Exercise
Copy the line with "example: [192, 382]" and all lines following it through the last line of the entries, exactly as written.

Given data

■ ■ ■ ■ ■

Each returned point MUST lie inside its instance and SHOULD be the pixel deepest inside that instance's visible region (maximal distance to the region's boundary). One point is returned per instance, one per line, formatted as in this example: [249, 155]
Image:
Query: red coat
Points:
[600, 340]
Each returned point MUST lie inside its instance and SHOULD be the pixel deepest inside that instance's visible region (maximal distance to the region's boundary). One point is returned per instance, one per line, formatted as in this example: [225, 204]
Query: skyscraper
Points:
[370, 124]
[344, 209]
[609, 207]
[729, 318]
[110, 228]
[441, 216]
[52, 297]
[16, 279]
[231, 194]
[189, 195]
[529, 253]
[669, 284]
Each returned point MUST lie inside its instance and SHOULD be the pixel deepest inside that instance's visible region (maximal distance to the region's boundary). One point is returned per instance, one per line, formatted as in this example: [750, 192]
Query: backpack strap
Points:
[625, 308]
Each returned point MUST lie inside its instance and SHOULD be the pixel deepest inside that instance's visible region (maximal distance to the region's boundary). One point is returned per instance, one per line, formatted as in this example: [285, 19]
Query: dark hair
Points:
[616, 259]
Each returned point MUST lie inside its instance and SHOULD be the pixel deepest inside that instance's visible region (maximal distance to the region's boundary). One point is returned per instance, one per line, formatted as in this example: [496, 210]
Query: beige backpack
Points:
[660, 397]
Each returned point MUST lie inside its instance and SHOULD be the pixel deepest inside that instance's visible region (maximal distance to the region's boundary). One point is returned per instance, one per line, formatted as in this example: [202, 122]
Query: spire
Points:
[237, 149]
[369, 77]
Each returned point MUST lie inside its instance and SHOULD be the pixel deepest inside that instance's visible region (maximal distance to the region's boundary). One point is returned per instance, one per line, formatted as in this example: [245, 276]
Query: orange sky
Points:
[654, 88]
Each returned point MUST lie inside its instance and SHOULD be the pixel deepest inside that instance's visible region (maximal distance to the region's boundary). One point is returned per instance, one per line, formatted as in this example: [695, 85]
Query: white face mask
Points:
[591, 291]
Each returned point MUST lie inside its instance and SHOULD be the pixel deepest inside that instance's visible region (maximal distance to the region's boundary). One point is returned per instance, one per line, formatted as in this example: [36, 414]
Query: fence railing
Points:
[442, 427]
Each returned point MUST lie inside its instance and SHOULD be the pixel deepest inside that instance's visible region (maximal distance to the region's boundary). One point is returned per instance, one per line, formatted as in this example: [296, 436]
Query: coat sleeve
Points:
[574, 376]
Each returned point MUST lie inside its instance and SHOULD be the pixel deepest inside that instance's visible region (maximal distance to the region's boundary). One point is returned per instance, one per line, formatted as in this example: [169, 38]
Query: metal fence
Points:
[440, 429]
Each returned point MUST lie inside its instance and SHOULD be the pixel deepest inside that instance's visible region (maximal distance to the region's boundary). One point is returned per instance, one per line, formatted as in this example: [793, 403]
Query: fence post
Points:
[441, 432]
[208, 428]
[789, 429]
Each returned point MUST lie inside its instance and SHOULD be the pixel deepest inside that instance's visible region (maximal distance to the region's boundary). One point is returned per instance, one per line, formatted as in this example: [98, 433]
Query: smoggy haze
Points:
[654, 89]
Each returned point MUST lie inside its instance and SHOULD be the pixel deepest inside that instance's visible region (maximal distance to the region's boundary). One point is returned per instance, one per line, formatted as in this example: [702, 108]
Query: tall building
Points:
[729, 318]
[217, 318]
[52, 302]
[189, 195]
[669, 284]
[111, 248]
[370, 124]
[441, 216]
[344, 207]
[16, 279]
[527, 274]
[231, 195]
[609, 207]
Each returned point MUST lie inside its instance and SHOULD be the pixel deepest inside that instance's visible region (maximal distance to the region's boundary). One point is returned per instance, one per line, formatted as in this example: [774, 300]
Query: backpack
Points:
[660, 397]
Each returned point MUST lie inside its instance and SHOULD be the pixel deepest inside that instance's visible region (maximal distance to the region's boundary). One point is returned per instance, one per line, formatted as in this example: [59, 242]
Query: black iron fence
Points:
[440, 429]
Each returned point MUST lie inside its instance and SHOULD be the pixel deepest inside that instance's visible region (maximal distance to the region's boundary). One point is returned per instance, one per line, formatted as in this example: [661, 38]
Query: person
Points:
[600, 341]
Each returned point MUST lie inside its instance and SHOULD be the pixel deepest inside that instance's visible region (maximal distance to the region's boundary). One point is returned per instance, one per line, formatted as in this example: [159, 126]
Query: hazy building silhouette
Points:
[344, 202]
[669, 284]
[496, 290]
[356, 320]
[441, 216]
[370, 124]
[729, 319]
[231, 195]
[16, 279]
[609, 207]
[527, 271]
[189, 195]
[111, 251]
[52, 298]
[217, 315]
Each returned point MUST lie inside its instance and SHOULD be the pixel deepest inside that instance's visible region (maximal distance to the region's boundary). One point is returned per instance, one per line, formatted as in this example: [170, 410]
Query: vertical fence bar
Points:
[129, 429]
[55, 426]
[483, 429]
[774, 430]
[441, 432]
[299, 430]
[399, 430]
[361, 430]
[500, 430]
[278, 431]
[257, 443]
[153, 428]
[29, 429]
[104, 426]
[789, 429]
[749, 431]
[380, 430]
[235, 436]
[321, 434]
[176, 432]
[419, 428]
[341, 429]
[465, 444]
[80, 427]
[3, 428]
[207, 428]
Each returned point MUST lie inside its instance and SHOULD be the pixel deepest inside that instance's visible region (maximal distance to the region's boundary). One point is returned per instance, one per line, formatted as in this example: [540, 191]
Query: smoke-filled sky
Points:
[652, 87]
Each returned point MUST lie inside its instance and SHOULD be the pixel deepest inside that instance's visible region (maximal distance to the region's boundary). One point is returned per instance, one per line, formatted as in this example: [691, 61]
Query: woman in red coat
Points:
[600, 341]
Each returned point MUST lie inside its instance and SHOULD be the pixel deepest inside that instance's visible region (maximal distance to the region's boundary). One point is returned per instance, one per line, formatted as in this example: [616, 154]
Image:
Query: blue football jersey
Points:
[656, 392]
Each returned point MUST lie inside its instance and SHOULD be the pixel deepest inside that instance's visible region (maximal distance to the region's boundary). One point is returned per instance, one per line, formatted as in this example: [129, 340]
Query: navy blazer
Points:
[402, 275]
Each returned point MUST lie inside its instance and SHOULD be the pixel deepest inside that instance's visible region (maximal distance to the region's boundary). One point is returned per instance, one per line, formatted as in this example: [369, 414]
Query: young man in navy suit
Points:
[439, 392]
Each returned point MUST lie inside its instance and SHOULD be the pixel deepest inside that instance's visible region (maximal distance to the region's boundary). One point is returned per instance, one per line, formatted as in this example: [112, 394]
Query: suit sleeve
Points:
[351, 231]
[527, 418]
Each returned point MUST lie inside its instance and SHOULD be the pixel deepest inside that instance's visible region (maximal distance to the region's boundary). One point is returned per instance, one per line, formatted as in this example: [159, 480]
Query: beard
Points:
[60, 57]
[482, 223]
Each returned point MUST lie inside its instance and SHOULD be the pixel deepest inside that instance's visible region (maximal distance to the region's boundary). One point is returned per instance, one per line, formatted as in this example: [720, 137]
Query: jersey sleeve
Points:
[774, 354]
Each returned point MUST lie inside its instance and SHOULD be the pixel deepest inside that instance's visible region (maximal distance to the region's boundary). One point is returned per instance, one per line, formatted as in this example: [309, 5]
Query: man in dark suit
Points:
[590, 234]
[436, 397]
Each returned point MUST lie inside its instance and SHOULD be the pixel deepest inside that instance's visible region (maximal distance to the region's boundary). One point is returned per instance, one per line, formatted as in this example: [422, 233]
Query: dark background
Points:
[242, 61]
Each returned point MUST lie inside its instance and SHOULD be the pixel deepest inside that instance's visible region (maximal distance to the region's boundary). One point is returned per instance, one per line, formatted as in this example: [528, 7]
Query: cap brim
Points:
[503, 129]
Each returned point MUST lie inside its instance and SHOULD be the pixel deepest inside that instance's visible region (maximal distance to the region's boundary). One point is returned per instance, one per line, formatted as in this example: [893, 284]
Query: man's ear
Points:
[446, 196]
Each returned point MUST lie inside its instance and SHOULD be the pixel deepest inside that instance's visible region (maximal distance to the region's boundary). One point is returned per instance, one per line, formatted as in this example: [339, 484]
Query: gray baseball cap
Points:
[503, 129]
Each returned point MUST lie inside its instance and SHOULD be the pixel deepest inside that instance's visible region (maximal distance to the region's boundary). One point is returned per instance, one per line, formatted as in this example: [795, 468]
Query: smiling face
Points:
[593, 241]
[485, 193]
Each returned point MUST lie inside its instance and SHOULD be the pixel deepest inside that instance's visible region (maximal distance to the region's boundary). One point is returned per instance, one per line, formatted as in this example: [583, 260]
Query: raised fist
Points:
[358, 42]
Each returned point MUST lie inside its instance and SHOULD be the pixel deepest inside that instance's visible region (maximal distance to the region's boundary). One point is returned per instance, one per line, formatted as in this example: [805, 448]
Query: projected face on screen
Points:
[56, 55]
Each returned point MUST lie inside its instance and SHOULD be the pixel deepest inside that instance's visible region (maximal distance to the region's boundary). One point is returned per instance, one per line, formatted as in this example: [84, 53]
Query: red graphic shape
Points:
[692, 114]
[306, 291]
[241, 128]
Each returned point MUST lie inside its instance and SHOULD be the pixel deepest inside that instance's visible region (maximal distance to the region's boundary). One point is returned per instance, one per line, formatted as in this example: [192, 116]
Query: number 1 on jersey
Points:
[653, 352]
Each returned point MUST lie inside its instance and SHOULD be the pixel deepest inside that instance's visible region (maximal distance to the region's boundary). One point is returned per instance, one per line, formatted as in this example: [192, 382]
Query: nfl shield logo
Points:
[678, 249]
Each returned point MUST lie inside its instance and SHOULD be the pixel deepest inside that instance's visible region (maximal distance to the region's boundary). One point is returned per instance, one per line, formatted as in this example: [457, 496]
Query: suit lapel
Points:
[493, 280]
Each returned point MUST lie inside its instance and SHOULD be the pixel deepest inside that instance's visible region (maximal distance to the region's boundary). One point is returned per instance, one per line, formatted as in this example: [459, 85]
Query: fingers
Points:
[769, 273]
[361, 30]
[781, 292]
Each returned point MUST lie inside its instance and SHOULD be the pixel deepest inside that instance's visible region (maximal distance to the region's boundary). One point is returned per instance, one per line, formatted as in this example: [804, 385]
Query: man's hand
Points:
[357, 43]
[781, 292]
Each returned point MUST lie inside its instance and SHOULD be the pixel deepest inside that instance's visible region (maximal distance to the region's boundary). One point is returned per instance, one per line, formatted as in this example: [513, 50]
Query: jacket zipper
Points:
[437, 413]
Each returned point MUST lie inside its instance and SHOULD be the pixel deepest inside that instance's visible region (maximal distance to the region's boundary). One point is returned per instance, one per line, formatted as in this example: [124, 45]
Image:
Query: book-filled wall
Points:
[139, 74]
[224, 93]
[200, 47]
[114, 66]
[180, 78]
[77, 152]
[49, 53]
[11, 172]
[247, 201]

■ ■ ■ ■ ■

Expected answer
Each returned point MUST lie inside its instance and SHOULD be the pixel deepest inside that instance's visible region (maximal distance to the region's boundary). One point is returned per instance, one per line, formatted as in this example: [192, 382]
Query: nfl shield logo
Points:
[678, 249]
Each returned point MUST lie inside its instance and SHOULD be the pixel deepest inside that instance's visible region (maximal distance to the region's boundary). One point is returned per instance, one per line, formatted as in this example: [457, 496]
Query: suit lapel
Points:
[493, 280]
Each returned point MUST lie inside its instance and SHOULD be the pixel deepest inside that instance's visible region (maximal distance to the region's boundary). One point is returned per instance, one per line, formatted as in this example: [459, 85]
Query: fingers
Points:
[769, 273]
[361, 30]
[781, 292]
Each returned point MUST lie inside its instance and SHOULD be the pixel deepest inside that instance's visible region (maximal distance to the region's boundary). One point is returned per instance, one per line, formatted as in this example: [804, 385]
Query: man's hand
Points:
[357, 43]
[781, 292]
Each returned point MUST lie inside its instance and SHOULD be the pixel deepest inside that instance's visible region (maximal distance to the region's boundary). One point is returned per instance, one per line, formatted as in this example: [513, 50]
Query: jacket zipper
Points:
[437, 413]
Each returned point MUST lie inside its instance and SHOULD be the pixel deepest inside that instance's visible region (maximal distance to the region's boundary). One point is returned per instance, one per line, formatted as in this example: [124, 45]
Image:
Query: book-filled wall
Points:
[139, 74]
[224, 93]
[200, 47]
[114, 66]
[180, 78]
[77, 152]
[49, 53]
[11, 172]
[247, 201]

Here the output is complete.